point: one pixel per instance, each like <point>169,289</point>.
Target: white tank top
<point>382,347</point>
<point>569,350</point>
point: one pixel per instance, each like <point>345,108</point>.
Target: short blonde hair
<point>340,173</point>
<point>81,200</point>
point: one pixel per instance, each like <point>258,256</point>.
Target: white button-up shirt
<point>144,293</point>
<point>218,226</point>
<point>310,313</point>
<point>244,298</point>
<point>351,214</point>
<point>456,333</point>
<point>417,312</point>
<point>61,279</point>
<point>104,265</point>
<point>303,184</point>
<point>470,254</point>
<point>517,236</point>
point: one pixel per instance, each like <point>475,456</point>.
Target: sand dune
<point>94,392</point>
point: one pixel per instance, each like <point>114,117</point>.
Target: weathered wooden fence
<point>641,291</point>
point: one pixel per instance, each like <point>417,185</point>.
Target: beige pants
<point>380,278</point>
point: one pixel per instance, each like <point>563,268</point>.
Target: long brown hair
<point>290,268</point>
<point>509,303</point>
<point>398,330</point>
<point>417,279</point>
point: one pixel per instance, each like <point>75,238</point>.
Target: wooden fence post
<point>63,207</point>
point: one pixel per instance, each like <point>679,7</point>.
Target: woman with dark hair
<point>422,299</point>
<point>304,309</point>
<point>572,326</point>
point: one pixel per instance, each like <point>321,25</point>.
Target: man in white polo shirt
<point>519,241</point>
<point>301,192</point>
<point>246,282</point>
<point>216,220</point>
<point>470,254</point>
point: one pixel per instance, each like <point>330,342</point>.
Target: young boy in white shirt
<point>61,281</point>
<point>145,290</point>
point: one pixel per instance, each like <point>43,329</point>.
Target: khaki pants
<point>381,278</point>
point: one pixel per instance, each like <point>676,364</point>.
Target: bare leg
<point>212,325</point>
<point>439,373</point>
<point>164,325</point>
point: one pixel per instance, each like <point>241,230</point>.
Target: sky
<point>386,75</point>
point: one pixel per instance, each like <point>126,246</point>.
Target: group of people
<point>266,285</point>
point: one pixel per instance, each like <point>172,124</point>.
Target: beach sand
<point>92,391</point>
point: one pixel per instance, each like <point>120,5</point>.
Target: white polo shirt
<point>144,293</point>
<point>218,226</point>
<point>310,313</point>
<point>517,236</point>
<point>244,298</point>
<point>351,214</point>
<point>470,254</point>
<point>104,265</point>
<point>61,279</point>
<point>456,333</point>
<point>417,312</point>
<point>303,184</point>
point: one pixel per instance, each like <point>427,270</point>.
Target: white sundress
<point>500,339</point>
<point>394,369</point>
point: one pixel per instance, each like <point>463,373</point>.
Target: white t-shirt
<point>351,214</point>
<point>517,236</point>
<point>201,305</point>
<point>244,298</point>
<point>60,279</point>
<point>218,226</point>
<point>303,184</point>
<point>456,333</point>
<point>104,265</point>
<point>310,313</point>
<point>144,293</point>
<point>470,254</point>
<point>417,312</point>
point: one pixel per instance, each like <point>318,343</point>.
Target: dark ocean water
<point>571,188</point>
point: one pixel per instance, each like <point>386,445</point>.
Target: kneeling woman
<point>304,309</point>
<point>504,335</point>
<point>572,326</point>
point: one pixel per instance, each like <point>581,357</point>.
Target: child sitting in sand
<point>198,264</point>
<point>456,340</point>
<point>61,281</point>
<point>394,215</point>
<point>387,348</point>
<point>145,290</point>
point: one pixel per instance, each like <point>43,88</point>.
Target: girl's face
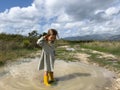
- - - -
ACTIVITY
Each line in the entries above, starting at the line with "point: one pixel per instance, each like <point>427,270</point>." and ending at the line with "point: one pixel per instance, each like <point>463,373</point>.", is to be printed exactly, and only those lines.

ANSWER
point: one pixel per instance, each like <point>427,270</point>.
Target: white sundress
<point>500,339</point>
<point>394,369</point>
point: one pixel per instance, each like <point>463,373</point>.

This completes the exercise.